- **Extracted text**

# # # # # # #

One of the most amazing professional experiences I've had in my career was my year as a part of the Pacific Century Fellows (PCF). That's a group of mid-career leaders who are specifically selected for their potential and promise, who are groomed to help lead the state to prosperity.
PCF 2014 class. Courtesy: Ryan Kawamoto.
"The objective of the Pacific Century Fellows Program is to develop leaders with a greater awareness and sensitivity to the people and institutions of Hawaii. Based on the White House Fellows Program, the Pacific Century Fellows Program will bring together annually up to 32 of Hawaii’s most promising individuals from all walks of life, fields and professions. They’ll gain a broader view of civic duty through direct contact with senior community, social and government leaders. The program encourages the development of long-term relationships between leaders young and old, united in their commitment to find creative solutions to the challenges facing the state," reads the PCF website.
Diane and Mufi
Founder Mufi Hannemann designed it as a nine month program that starts with a mandatory two day retreat. Thereafter, fellows meet monthly for an all-day seminar that focuses on one specific topic of our community.
Touring Institute for Human Services
As part of the most recent class (2014), for instance, I spent a day touring homeless encampments, getting a look at how the Institute for Human Services is set up, and hearing from developers about proposed solutions to the affordable housing crisis. It's meant to open your mind to the larger perspective, so that when you return to your job, you will consider how you can affect change.
Matthew Bauer and Kaiwi Yoon
Alumnus Matthew Bauer had a similar realization. "The Pacific Century Fellowship allows participants the opportunity to look at the many issues facing the state from different view points. My eyes were open on many topics I thought I had an understanding on including: GMO use, public education, the military and the criminal justice system. It was when PCF was touring Halawa Prison, our class' first seminar, that I realized to gain greater understanding you really need to dig deep and understand the issue on the ground level," he says.

# # # # # # #

Dataset entries
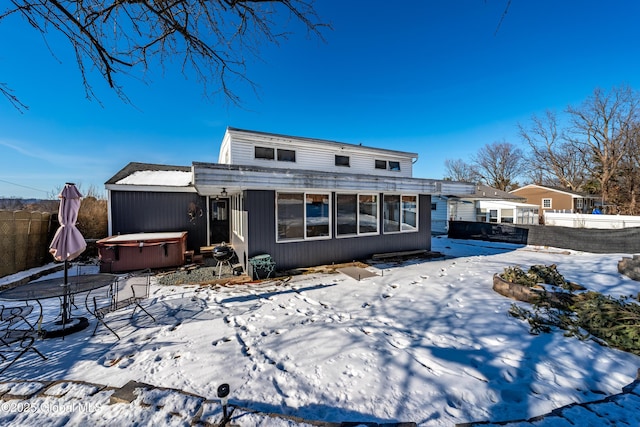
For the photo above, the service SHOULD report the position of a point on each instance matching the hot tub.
(127, 252)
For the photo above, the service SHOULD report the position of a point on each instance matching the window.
(400, 213)
(317, 219)
(290, 207)
(390, 165)
(368, 213)
(493, 215)
(237, 208)
(286, 155)
(391, 213)
(409, 213)
(302, 216)
(342, 160)
(264, 153)
(356, 214)
(346, 214)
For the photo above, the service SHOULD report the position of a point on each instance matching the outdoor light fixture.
(223, 394)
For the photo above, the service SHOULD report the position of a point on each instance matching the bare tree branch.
(212, 39)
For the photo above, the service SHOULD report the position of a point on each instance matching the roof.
(558, 190)
(487, 193)
(302, 139)
(136, 175)
(214, 178)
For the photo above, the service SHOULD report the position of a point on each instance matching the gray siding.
(146, 212)
(262, 228)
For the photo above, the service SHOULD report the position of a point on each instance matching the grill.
(222, 253)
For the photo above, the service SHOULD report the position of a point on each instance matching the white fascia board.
(555, 190)
(209, 178)
(271, 139)
(497, 203)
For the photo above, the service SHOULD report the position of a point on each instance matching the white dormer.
(242, 147)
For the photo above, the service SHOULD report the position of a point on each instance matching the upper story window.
(342, 160)
(390, 165)
(286, 155)
(264, 153)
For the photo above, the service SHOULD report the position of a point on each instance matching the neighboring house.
(486, 204)
(556, 199)
(304, 201)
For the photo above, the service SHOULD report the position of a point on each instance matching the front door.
(219, 221)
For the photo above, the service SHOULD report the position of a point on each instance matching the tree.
(459, 170)
(210, 38)
(499, 164)
(553, 158)
(603, 130)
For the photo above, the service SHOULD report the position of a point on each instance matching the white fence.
(591, 220)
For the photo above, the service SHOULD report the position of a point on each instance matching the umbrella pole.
(65, 298)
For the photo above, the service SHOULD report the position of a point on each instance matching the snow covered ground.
(426, 341)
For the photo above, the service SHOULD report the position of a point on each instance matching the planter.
(529, 294)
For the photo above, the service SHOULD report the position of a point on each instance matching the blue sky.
(431, 77)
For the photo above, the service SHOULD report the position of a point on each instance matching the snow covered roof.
(171, 178)
(152, 176)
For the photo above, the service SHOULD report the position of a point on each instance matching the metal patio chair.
(127, 291)
(13, 349)
(12, 316)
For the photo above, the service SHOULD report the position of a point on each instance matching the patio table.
(56, 288)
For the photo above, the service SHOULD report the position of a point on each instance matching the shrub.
(609, 321)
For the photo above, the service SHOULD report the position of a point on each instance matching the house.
(551, 199)
(485, 204)
(303, 201)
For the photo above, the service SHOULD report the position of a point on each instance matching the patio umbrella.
(68, 242)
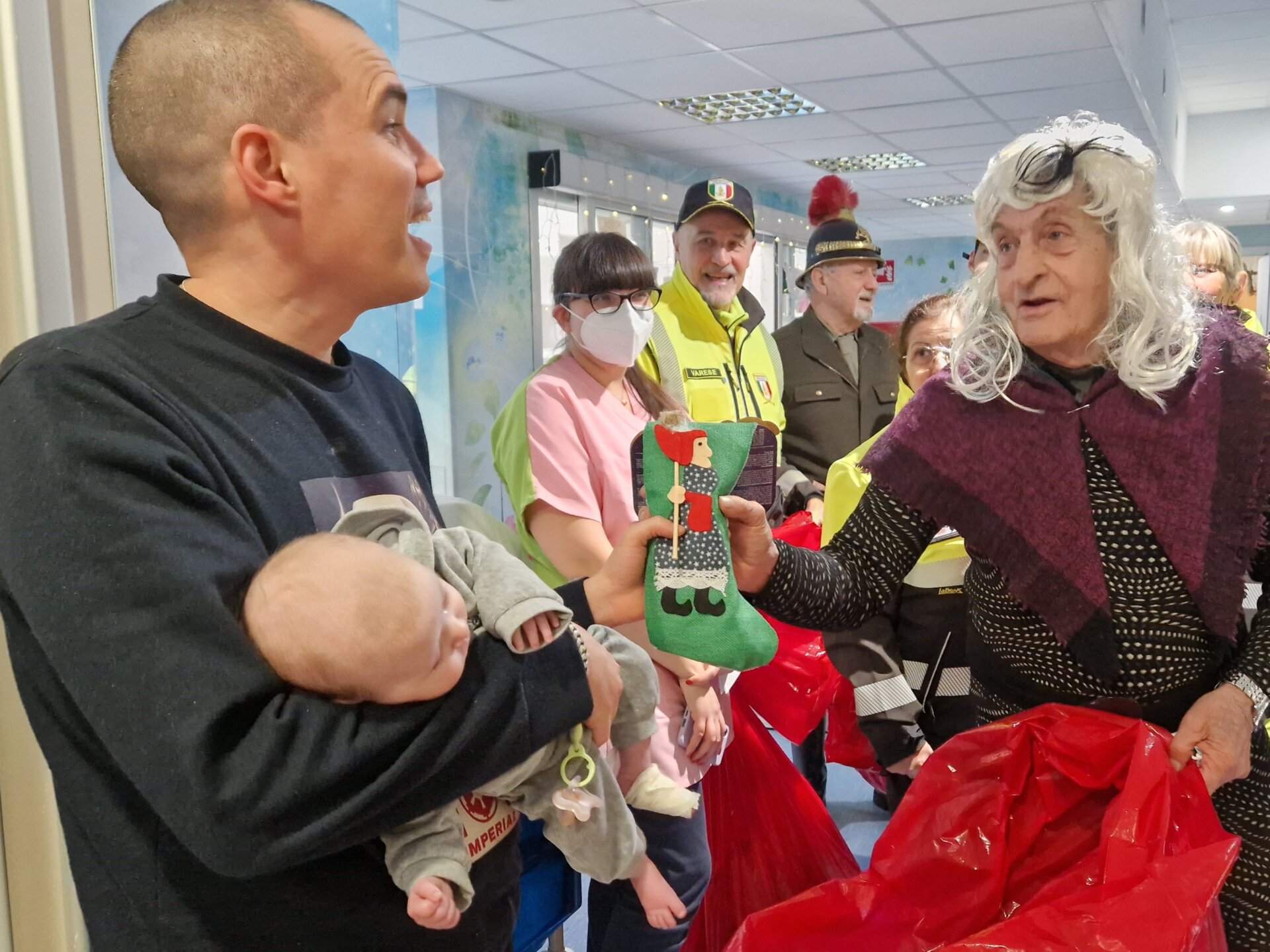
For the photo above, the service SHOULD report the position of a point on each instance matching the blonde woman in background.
(1216, 266)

# # # # # # #

- **Requirements**
Write the next part of the text about the Pacific Century Fellows program, picking up after its last sentence. The items play no part in this.

- **Solved problem**
Hawaii Island resident Ryan Kadota says it was worth the extra effort to be part of this. "Coming from a neighbor island, I was afforded the opportunity to bring a different outlook to our monthly outings and share that with my classmates, as well as gain their perspectives. There was a lot we all learned from one another. The most rewarding part of the Pacific Century Fellows, besides my own personal growth, are friendships I formed over the course of the program."
Ryan Kadota and me
The program's end is really just the beginning of our commitment to greater community responsibility. We are expected to take a more active public service role, applying the concepts learned over the course of the program.
There are many reasons I enjoyed this experience so much, but one of them is the deeper engagement with society that it afforded. Though I've spent most of my career in journalism, which puts me in touch with a wide slice of life, I've rarely been able to dedicate an entire day of study to an issue. Also, people are less willing to speak openly about their real feelings to a reporter.
Hike at Mt. Ka`ala
I do believe we're only as strong as our weakest link, and I appreciate that the program empowers me to now act upon the urge to help. It also provides me a built-in network of like-minded people, creating a synergistic effect.
As a bonus, the classes usually bond, and many, like ours, create opportunities on their own for trips and monthly lunches. I have 30 amazing new friends who I connect with in a way that I haven't replicated elsewhere.
Kadota and I were part of two extracurricular trips, of which he reflects, "A very enlightening part of the program were the trips we took to the other neighbor islands, Moloka`i and Kaho`olawe, where we were able to learn about the history of those islands and their communities, as well as the monumental challenges facing them now and moving forward."
Optional PCF trip to Molokai. On the hike down to Kalaupapa. Courtesy: Ryan Kawamoto.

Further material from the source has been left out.